# Document passage:
□ □ □ □ □

Post Brexit, will a right wing goverment wash its hands of the NHS?

The vote for Brexit has not changed the challenges facing the NHS a bit - but it has probably made it much harder to meet them.

Kailash Chand
1 July 2016

The vote for Brexit - and the economic and political instability it has ushered in - is a recipe for huge risk and uncertainty for NHS. The repercussions of Brexit may be so catastrophic that it destablises the NHS to the point of disintegration. 

I fear for the future of the NHS. I fear for those who need to use it – the old, vulnerable and  sick. I fear for those who work in the NHS. Last week’s vote for Britain to leave the EU has not changed the challenges facing the NHS a bit - but it has  likely made it much harder to meet them.

What we are left with is confusion and uncertainty. In so many areas the NHS is at a crossroads. It now faces a recipe for indecision which in could harm the service and those it serves. Cuts in the name of “efficiency savings” have eaten away at the NHS to the point where it is down to its bare bones. Health spending is facing almost unimaginable cuts over the next five years. Every health think-tank has been sounding the alarm  in recent months. This isn’t shroud-waving – the figures show the NHS is on its knees. 

The nation, faced with a collapsing economy and an NHS struggling to control increasing demands, treasury, might finally lose patience and take an even firmer grip on the services’ finances. If economy nose dives as predicted, the chancellor of a new administration could even seek to end the service’s already leaking funding ‘ring-fence’.

□ □ □ □ □

# What this exercise asks:
(a) Give the passage of the Brexit and NHS article from "I fear for the" up to and including "on its knees." again, updating "confusion" to "disarray".
(b) In the Brexit and NHS article, what does the writer say has eaten away at the NHS?
(c) Pick up the Brexit and NHS article after its last sentence and continue writing it.
The records that come next are separate material and have no connection to the article on Brexit and the NHS.

# Information supplied:

□ □ □ □ □

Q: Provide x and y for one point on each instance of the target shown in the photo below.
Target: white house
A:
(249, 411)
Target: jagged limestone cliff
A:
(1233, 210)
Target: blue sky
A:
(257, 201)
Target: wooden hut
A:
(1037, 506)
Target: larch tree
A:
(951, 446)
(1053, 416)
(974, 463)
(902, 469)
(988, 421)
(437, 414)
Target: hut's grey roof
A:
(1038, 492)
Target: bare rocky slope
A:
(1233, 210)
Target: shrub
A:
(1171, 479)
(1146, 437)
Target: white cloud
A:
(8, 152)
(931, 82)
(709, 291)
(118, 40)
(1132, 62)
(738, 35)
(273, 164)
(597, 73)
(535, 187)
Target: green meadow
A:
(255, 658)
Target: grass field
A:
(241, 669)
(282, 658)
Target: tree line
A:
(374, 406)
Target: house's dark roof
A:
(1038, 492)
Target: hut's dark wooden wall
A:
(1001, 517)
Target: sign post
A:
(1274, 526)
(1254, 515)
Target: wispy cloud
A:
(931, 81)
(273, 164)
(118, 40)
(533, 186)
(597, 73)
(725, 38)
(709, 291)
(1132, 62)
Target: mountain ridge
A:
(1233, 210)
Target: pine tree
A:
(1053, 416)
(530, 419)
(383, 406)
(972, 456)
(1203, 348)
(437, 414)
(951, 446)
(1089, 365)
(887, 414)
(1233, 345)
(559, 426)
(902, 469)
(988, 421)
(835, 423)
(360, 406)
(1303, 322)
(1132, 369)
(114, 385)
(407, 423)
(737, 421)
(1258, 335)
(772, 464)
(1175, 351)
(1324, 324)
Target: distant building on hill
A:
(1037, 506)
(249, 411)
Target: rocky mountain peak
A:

□ □ □ □ □

# Responses in order:
(a)
I fear for the future of the NHS. I fear for those who need to use it – the old, vulnerable and  sick. I fear for those who work in the NHS. Last week’s vote for Britain to leave the EU has not changed the challenges facing the NHS a bit - but it has  likely made it much harder to meet them.

What we are left with is disarray and uncertainty. In so many areas the NHS is at a crossroads. It now faces a recipe for indecision which in could harm the service and those it serves. Cuts in the name of “efficiency savings” have eaten away at the NHS to the point where it is down to its bare bones. Health spending is facing almost unimaginable cuts over the next five years. Every health think-tank has been sounding the alarm  in recent months. This isn’t shroud-waving – the figures show the NHS is on its knees.

(b) Cuts in the name of "efficiency savings"

(c)
The civil servant in charge of the NHS, Simon Stevens, had already warned the NHS confederation there would be what he referred to as a “re-set on the money” for the NHS in July. Stevens also stressed how “bloody tough” the coming years would be given the funding settlement Osborne had already imposed.


There is speculation that Stevens’ political influence may diminish with the departure of David Cameron and George Osborne, who oversaw his appointment, and with whom he has worked closely. More importantly and worryingly, a vacuum of political oversight in coming months could easily lead to further moves to reduce access, safety and quality the quality of patient care. My real worry is a more right-wing government would use NHS funding crisis to tell British public that a free universal health care is not affordable, and wash its hands of the NHS.